Please copy every line of the listing from its first line through the line containing "[172,182,338,225]", both ends included. Multiply each bounding box coordinate by 2.3 and round to a whole number, with halves rounding up, and leave all other numbers unchanged.

* [DATA EXTRACT]
*-*-*
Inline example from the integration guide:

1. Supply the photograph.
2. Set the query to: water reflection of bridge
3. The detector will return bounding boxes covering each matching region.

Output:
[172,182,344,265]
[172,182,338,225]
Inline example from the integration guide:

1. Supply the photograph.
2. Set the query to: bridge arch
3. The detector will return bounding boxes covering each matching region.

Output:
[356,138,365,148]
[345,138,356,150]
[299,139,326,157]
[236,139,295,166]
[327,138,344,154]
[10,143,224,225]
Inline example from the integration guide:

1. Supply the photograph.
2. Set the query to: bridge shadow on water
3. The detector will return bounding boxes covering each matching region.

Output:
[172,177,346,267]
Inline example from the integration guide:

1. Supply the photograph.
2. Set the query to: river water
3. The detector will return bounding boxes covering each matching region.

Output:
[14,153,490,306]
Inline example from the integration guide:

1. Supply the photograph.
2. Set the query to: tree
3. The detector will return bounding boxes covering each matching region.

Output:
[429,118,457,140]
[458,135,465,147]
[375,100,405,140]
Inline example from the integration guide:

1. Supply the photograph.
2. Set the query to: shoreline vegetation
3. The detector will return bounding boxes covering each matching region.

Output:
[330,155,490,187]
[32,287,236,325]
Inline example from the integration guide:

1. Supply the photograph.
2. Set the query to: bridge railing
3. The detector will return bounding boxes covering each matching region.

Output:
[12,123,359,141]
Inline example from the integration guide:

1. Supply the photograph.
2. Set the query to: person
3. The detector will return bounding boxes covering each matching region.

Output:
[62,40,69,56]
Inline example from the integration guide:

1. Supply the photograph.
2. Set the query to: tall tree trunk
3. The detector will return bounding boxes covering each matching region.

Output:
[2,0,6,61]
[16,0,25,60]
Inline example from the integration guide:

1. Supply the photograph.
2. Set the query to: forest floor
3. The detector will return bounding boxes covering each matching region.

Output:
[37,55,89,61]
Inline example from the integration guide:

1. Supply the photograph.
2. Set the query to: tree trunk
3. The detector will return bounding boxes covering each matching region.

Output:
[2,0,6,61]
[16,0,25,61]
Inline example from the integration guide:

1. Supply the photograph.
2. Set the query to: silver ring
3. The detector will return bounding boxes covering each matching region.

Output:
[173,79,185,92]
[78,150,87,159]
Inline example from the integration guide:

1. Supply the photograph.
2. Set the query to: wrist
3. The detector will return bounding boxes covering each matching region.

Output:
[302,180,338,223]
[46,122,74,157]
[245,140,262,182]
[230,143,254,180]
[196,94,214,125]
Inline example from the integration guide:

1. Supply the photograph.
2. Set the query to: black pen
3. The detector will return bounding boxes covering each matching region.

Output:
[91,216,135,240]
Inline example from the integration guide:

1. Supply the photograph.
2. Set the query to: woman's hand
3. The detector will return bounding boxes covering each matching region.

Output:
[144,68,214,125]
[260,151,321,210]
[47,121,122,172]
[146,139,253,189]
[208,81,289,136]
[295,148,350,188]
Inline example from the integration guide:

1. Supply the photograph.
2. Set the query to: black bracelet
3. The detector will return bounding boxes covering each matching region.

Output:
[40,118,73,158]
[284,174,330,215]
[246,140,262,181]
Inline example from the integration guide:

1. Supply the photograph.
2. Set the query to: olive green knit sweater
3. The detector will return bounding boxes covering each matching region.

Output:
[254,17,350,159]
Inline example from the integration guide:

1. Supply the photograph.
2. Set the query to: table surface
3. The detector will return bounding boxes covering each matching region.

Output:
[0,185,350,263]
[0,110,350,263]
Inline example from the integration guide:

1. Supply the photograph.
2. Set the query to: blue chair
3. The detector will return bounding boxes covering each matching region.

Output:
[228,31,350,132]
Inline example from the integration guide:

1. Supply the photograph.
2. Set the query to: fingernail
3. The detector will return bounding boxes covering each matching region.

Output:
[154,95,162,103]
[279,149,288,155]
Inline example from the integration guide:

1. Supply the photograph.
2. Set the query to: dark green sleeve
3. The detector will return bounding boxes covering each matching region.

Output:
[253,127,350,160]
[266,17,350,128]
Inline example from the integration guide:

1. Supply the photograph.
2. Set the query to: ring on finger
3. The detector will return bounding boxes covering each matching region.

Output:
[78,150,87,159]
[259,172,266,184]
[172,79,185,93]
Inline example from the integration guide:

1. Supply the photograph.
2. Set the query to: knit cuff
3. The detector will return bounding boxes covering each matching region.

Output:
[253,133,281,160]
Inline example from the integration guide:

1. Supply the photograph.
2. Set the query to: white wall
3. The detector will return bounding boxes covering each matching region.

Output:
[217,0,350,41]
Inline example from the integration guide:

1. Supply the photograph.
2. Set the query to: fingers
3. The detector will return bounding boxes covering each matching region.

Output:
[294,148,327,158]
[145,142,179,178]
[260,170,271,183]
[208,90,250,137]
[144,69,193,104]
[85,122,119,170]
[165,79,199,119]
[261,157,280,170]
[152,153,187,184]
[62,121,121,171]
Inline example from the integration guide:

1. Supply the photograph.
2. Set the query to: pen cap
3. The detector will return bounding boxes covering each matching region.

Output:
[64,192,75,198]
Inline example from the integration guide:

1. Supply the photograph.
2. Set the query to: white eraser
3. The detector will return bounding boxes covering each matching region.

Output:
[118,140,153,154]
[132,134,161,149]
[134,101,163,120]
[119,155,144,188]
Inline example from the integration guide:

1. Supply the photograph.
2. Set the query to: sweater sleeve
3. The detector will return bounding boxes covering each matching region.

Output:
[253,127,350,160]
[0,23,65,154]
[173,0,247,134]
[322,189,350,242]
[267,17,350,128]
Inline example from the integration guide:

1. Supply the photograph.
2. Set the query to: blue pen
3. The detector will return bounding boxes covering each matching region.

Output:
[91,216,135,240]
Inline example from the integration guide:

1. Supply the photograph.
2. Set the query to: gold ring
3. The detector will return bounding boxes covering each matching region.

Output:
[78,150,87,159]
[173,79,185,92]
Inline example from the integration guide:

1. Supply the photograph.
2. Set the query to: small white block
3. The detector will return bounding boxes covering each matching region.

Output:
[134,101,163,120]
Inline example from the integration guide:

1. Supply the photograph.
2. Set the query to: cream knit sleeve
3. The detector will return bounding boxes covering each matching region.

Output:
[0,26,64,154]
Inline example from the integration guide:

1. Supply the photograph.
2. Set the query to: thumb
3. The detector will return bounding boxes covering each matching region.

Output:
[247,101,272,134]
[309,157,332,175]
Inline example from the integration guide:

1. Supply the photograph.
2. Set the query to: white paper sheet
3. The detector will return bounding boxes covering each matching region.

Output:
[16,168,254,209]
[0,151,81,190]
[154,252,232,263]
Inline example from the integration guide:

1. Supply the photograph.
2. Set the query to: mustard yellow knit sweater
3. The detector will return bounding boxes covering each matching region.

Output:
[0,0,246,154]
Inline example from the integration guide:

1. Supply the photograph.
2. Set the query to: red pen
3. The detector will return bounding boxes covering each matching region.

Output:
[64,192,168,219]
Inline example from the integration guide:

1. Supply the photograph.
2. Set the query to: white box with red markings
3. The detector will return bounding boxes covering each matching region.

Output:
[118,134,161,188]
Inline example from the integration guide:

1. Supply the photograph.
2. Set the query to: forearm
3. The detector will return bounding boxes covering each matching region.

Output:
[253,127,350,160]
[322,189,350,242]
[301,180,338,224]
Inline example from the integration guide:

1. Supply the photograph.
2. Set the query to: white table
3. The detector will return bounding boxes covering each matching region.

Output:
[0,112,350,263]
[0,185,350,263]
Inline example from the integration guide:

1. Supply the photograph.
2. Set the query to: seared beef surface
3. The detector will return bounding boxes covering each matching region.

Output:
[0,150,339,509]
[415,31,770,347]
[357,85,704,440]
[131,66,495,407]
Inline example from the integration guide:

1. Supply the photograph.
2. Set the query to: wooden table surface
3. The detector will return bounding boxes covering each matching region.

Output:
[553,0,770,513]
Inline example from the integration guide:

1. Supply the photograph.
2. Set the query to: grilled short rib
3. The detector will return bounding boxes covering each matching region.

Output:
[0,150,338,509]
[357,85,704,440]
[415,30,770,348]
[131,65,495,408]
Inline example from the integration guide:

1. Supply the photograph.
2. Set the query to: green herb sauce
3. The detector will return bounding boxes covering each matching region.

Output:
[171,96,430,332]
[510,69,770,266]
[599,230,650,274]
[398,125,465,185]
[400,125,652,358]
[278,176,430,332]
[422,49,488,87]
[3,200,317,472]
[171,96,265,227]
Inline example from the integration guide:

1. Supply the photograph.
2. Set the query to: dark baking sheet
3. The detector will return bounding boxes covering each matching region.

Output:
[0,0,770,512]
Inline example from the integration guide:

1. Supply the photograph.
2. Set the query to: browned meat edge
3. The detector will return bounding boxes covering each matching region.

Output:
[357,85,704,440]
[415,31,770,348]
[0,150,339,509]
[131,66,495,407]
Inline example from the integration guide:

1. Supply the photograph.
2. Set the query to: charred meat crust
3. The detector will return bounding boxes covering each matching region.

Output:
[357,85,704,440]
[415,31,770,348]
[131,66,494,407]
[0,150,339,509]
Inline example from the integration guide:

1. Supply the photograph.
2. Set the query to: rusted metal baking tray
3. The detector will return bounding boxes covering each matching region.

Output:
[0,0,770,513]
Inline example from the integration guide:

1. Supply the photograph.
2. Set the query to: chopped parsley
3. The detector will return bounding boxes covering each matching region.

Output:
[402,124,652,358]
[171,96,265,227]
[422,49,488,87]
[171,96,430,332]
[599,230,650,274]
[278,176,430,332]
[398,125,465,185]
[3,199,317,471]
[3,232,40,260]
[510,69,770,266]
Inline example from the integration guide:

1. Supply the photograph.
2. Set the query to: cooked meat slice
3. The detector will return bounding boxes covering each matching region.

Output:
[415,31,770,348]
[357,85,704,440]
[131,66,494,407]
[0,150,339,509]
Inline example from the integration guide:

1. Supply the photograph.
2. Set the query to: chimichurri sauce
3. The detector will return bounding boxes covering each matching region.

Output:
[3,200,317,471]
*-*-*
* [EXERCISE SOLUTION]
Inline example from the integration guide:

1. Supply the photograph.
2. Set the query to: water reflection of bridge
3. The detector will return bounding boxes covering each matching region.

Output:
[396,419,791,610]
[396,419,777,518]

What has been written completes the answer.